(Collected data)
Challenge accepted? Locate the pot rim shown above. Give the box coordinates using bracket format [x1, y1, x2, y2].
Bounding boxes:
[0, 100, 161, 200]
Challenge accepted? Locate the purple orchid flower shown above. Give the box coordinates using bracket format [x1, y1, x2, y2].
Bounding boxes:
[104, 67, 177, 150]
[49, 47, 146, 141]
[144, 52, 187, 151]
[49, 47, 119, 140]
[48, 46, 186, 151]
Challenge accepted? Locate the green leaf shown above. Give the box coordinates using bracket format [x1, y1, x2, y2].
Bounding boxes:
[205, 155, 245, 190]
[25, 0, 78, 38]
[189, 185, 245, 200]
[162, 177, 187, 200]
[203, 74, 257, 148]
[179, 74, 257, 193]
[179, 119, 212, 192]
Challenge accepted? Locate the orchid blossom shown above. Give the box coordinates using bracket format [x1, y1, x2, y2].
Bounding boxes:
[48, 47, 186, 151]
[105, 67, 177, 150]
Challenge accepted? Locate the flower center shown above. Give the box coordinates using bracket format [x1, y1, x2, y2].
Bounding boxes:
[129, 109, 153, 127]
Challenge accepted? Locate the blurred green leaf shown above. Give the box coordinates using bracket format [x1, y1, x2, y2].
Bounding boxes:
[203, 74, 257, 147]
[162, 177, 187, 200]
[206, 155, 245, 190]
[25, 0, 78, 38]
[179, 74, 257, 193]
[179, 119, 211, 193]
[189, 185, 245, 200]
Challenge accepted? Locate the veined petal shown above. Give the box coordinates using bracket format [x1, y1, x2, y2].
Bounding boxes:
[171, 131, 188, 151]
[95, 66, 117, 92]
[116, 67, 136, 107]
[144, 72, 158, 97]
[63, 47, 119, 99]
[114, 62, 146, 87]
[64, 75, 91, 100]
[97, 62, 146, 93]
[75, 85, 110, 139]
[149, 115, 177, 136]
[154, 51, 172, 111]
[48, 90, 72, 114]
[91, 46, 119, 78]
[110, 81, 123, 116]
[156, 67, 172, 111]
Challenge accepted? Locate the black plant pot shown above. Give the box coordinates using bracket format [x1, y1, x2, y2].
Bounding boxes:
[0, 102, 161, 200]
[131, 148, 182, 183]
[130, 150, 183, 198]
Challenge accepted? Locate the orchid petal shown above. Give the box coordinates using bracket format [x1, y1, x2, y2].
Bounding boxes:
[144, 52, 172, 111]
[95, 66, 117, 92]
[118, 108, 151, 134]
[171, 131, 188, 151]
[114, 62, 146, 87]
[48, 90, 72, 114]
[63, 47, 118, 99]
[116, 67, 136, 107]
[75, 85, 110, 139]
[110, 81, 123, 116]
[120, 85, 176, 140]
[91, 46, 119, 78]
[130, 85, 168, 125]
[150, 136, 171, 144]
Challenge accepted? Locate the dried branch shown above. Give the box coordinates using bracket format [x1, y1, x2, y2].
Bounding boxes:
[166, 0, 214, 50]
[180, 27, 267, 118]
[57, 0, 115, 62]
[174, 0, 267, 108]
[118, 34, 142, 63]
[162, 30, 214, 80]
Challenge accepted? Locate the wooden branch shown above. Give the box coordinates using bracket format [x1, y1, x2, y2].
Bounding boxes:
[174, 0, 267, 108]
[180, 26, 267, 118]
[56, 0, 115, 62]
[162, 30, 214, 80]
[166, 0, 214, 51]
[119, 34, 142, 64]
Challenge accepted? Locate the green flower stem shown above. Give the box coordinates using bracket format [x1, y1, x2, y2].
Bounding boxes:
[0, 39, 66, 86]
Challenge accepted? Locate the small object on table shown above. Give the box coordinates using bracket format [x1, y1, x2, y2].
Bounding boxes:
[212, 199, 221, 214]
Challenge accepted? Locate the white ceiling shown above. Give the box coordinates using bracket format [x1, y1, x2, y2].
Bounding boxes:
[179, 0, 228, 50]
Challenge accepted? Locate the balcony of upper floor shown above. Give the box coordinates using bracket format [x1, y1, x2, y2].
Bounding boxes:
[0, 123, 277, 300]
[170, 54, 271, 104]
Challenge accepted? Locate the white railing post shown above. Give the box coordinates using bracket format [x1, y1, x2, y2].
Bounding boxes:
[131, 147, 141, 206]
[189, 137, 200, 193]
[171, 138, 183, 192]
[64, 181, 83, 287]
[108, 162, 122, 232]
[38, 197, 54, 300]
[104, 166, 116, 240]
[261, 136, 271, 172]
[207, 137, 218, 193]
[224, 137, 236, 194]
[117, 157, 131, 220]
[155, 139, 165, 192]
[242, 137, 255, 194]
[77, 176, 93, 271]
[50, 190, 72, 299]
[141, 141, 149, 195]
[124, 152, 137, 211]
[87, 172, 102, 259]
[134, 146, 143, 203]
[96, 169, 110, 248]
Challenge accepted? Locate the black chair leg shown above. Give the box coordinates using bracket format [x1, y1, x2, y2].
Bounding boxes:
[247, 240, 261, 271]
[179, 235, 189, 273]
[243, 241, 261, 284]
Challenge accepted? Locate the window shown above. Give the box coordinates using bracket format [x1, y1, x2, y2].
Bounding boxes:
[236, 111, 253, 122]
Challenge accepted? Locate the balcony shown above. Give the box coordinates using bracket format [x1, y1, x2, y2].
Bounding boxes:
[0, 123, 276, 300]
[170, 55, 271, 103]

→ HOW TO COMPLETE THIS TASK
Gather each line in the data that holds the string "white".

→ WRITTEN RESPONSE
Challenge accepted? Locate the white ceiling shown above. Give the box coordinates using bracket format [x1, y1, x2, y2].
Challenge accepted? Locate the white railing post shown above. Give the box coordinates using bracket format [x1, y1, x2, y2].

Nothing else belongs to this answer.